> **Given instruction**: Repeat word for word the lines of the listing below, starting at the line containing "Find the euro" and ending at the line containing "Target: euro bazaar sign", both included. Leave out the picture.

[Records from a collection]
::::::::

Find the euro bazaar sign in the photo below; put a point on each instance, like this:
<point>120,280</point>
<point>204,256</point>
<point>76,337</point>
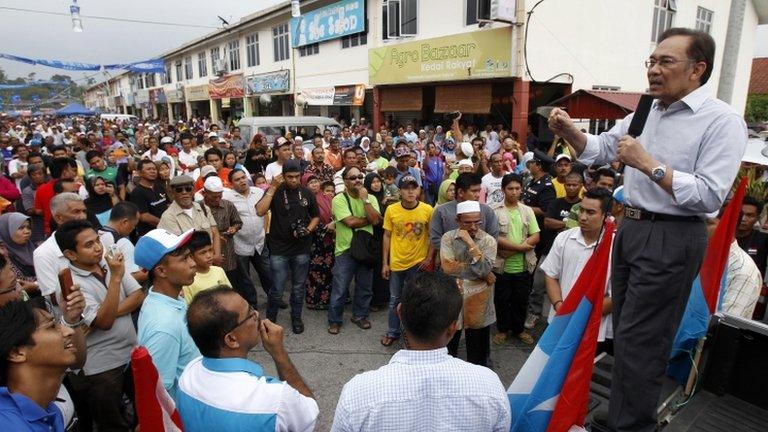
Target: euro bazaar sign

::::::::

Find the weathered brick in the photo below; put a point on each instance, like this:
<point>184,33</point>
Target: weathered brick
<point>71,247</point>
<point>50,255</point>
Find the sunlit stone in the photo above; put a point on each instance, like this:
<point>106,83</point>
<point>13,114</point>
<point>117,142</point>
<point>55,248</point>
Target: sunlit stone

::::::::

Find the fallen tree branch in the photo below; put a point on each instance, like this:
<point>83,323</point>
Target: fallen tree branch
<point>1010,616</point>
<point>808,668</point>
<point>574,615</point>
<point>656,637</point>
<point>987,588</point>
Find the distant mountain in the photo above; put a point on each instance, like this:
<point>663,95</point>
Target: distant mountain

::::::::

> **Task response**:
Find the euro bazaar sign in the photo below; put a point on each instance, like this:
<point>120,280</point>
<point>204,256</point>
<point>76,337</point>
Target: euro bazaar sign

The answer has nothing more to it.